Count the lines in the entries below that contain the string "Show", treating case as significant. Reply with the number only.

— START Input data —

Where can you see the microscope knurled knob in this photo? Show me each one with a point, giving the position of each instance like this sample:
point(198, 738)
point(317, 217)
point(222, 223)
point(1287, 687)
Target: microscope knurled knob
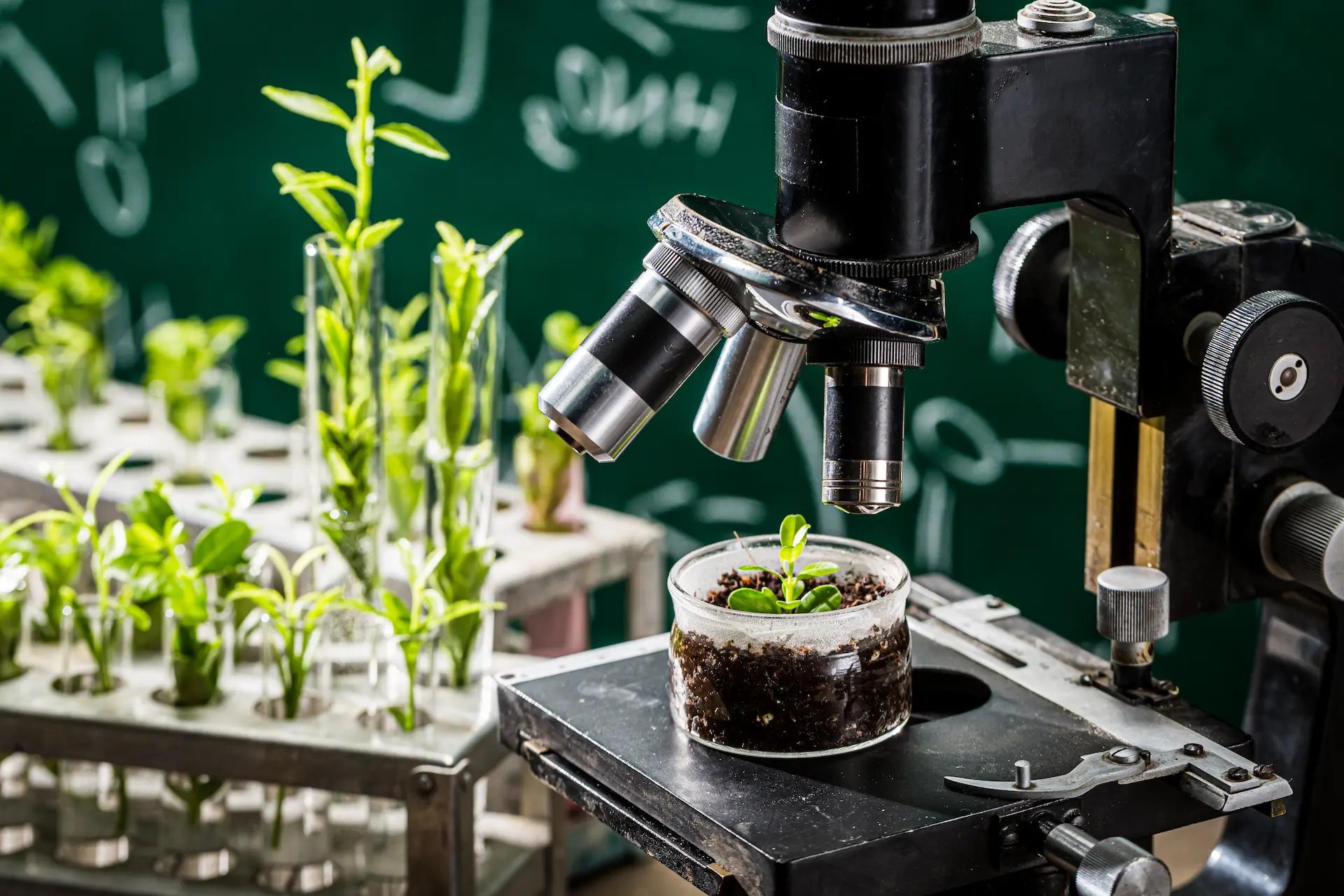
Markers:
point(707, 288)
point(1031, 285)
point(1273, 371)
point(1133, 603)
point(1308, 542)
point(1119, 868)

— END Input data —
— START Input data —

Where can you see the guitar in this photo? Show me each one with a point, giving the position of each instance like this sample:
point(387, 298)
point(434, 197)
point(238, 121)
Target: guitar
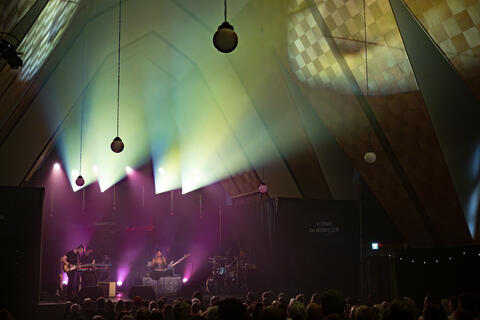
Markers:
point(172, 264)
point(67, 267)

— END Input data —
— START Input data —

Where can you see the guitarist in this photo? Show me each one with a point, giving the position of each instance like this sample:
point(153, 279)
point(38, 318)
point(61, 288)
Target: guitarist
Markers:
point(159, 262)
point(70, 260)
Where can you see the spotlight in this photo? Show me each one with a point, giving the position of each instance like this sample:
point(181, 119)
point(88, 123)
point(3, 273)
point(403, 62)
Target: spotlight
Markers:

— END Input data —

Result below. 4